CHALLENGE 1: In the password salting text below, condense the paragraph beginning "When saving a password verifier" into a short bulleted list that keeps its main facts.

In most applications, all passwords are salted independently. In terms of security (e.g. attack complexity), what are the consequences of the following differents approaches:

1. All passwords are salted with the same salt.

2. The application does not use salting, but end users choose their passwords by appending to them a (truly random) salt. We make the assumptions that these users are able to remember this much longer password, and that an adversary has access to both the identities of users and the salts that have been used in the associated passwords.

I know that the second is impractical, but I am curious.

• When saving a password verifier just using a hash function is not sufficient and just adding a salt does little to improve the security. Instead iterate over an HMAC with a random salt for about a 100ms duration and save the salt with the hash. Use a function such as PBKDF2, Rfc2898DeriveBytes, password_hash, Bcrypt, passlib.hash or similar functions. The point is to make the attacker spend a substantial of time finding passwords by brute force. – zaph Jul 31 '17 at 15:24
• I've seen #1 in the wild and it's always a bad idea. I've never seen #2 as that seems procedurally impractical. People will choose "1234" as their "random" salt. Never depend on people to be vigilant when they're allowed to be lazy. – tadman Jul 31 '17 at 16:18

All passwords are salted with the same salt.

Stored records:

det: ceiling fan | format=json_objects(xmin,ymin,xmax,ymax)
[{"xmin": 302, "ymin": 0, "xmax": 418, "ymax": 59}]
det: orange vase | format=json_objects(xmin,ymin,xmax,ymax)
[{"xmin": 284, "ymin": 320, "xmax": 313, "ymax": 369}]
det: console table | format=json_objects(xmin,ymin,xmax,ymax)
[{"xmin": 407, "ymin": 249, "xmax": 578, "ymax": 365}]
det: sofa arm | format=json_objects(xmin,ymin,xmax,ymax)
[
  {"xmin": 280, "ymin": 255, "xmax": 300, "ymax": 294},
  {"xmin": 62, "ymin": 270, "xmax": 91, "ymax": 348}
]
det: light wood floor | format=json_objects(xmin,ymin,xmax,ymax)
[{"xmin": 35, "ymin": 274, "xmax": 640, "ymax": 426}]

CHALLENGE 2: Repeat word for word the part of the records that starts with the line containing "det: light wood" and runs through the end of the records.

TASK ANSWER 1:
- Hashing a password, even with a salt, is not enough to store a password verifier securely.
- Instead, iterate over an HMAC with a random salt for about 100 ms and store the salt with the hash.
- Suitable functions include PBKDF2, Rfc2898DeriveBytes, password_hash, Bcrypt, passlib.hash, or similar.
- The goal is to force an attacker to spend substantial time finding passwords by brute force.

TASK ANSWER 2:
det: light wood floor | format=json_objects(xmin,ymin,xmax,ymax)
[{"xmin": 35, "ymin": 274, "xmax": 640, "ymax": 426}]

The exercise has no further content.